# The request
Repeat the records verbatim and leave the pictures out of your copy.

# Records from a data collection
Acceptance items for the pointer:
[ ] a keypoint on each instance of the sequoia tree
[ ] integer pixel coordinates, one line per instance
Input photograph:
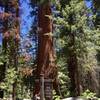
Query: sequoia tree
(46, 56)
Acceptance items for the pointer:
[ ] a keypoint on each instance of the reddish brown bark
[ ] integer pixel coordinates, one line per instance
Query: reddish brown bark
(46, 55)
(73, 69)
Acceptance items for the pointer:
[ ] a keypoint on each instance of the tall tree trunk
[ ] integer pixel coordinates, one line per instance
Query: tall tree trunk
(73, 69)
(46, 55)
(4, 46)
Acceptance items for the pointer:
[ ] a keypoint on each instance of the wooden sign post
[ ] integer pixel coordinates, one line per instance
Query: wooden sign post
(46, 88)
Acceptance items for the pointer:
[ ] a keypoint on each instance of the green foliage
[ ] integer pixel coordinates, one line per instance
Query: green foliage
(89, 95)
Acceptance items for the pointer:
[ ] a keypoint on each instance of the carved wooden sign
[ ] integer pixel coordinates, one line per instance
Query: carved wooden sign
(48, 88)
(46, 91)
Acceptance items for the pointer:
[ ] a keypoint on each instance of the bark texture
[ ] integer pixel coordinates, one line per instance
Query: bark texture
(46, 55)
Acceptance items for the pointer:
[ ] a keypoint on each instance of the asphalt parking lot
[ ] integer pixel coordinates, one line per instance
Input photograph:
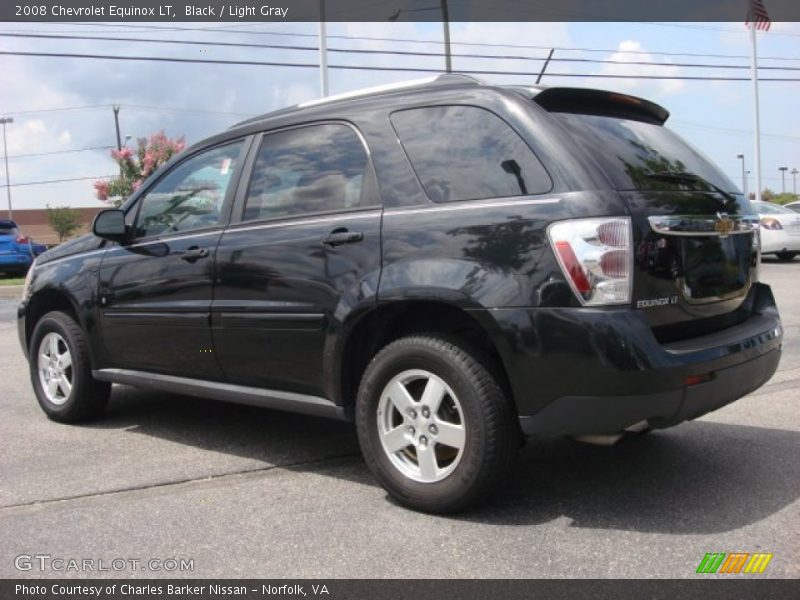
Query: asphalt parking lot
(246, 492)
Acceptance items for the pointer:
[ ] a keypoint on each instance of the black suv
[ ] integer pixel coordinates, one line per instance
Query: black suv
(453, 265)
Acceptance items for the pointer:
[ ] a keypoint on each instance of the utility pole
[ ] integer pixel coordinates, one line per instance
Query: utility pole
(5, 120)
(323, 51)
(744, 178)
(448, 62)
(756, 120)
(116, 123)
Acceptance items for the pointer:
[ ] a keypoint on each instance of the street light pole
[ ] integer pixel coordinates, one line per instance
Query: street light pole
(448, 62)
(5, 120)
(323, 51)
(744, 178)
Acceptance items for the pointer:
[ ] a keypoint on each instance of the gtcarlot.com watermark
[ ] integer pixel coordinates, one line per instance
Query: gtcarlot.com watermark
(67, 564)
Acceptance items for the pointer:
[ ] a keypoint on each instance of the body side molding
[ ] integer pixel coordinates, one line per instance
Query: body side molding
(239, 394)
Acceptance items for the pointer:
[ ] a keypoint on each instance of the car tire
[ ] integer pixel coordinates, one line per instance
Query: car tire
(443, 457)
(61, 372)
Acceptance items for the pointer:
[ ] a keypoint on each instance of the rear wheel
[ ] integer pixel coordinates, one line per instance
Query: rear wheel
(61, 373)
(435, 427)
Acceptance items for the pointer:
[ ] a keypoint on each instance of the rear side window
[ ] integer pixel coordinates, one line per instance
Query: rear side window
(633, 154)
(468, 153)
(319, 168)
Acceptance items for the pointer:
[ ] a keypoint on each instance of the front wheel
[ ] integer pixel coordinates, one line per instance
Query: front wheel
(61, 373)
(434, 425)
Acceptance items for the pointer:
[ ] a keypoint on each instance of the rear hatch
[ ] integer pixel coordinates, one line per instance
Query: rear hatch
(695, 235)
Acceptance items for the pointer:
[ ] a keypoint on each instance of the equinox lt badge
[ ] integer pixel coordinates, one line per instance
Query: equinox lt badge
(657, 302)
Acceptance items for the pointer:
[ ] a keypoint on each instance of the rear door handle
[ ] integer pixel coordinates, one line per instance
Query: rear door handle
(194, 253)
(338, 237)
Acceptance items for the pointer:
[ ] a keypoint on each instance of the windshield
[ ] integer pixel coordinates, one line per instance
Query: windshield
(765, 208)
(635, 155)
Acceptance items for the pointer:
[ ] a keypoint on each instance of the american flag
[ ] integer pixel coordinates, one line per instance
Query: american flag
(757, 15)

# Reply to the exercise
Acceptance items for the pointer:
[ ] a keypoint on each instance of the sequoia tree
[ ] integer pixel coordinates, one line per instance
Input photograph:
Query: sequoia tree
(46, 56)
Acceptance items for the pointer:
[ ] a keypoint on each instance of the reddish brown bark
[ ] integer pixel coordinates, one line per instance
Query: reddish brown bark
(46, 55)
(73, 69)
Acceptance items for the pointer:
[ ] a keypoint on each instance of the tall tree trunk
[ ] integer pixel coordinates, one line per instance
Query: tall tree trunk
(73, 69)
(46, 55)
(4, 46)
Acceptance items for the pointer:
[ ] a keypoint on each instance of the wooden sign post
[ ] integer pixel coordinates, one line per instance
Query: wooden sign post
(46, 88)
Acceptance items for the pointer:
[ ] a keypoint on each instance of the green foliage
[ ] integer pixel coordinates, one line per instance
Query: green foliage
(89, 95)
Acceptance items for the pointer:
[ ] a keypoint on each instance of the carved wooden sign
[ ] integer pixel coordinates, one line per instance
Query: carved wooden sign
(48, 88)
(46, 91)
Acceptance items for the pointer:
[ ] a keypoint on each instance of the bark texture
[ ] integer pixel coordinates, one line per instance
Query: bark texture
(46, 55)
Acceptance items for the pointer:
[ ] a keypoint on each instance of the asphalt parking lot
[ ] integer pixel coordinates, one line per instance
Input photograph:
Query: asphalt parking lot
(246, 492)
Acceptance items for the pointer:
[ ] a keypoint on each instance of the black suv
[ ] integer pixel coordinates, one line per instance
Query: black suv
(453, 265)
Acceptance items for the pointer:
[ ] a keypoint on each instance of the utility pole
[ ] integer pixel coordinates, one line per instance
Query: utility pole
(5, 120)
(323, 51)
(744, 178)
(448, 62)
(756, 120)
(116, 123)
Acceptance items for the pointer:
[ ] a keypoint on each instance of the street light pole
[ ] integer pixel coordinates, one line per instance
Query: street light pole
(448, 62)
(5, 120)
(323, 51)
(744, 178)
Acceptance items for the pointer:
[ ] a keypoint on each instance of the gtcarlot.com watermark
[ ] integer pixel coordinates, one line per instance
Query: gtcarlot.com watermark
(67, 564)
Acceptance items for the pointer:
[ ] a keypoint on each instance of the body side molding
[ ] integer pixel coordinates, one line per instance
Query: body side molding
(239, 394)
Acceptance items for the pointer:
[ ] a keypoint on each instance of the car tire
[ ] integer pixel coordinates, one line per instance
Query: car tire
(443, 457)
(61, 372)
Acceptance items for the pointer:
[ ] a keypoint on each instance of the rear wheel
[ ] integer pixel coordinates, one line per instance
Query: rear wheel
(61, 373)
(435, 427)
Acceptance items for the pointer:
[ ] a keypoint on each instance of the rear side window
[ ] integer pixel coordinates, one line per instance
Query: rear side window
(633, 154)
(468, 153)
(319, 168)
Acceptance items for the pointer:
[ ] a keypoint on each instance of the front wheel
[ ] integer pixel coordinates, one line per instance
Query: front wheel
(61, 373)
(434, 425)
Acceptance items for the pointer:
[ ] a keypoint on each instance of the rear hatch
[ ] integer pixel coordinates, one line per instance
Query: rear hatch
(695, 235)
Acceptance items for the pointer:
[ ] a keypoint on each instance of the equinox lt badge
[ ] integer pixel coordinates, one line per instance
Query: equinox lt badge
(657, 302)
Acceptance items for the pointer:
[ ] a keypoint on each instance of the rear door handle
[ ] integer pixel coordinates, one line per instance
Query: rear door handle
(194, 253)
(338, 237)
Acceptance items for the pointer:
[ ] a keypoint on each instance of the windshield
[ ] integer pixel coordinates, one line per instance
Query: windshield
(765, 208)
(635, 155)
Acceptance items for the pointer:
[ ] a keypoint on each instance of the american flag
[ ] integer pixel coordinates, one line per instance
Query: american flag
(757, 15)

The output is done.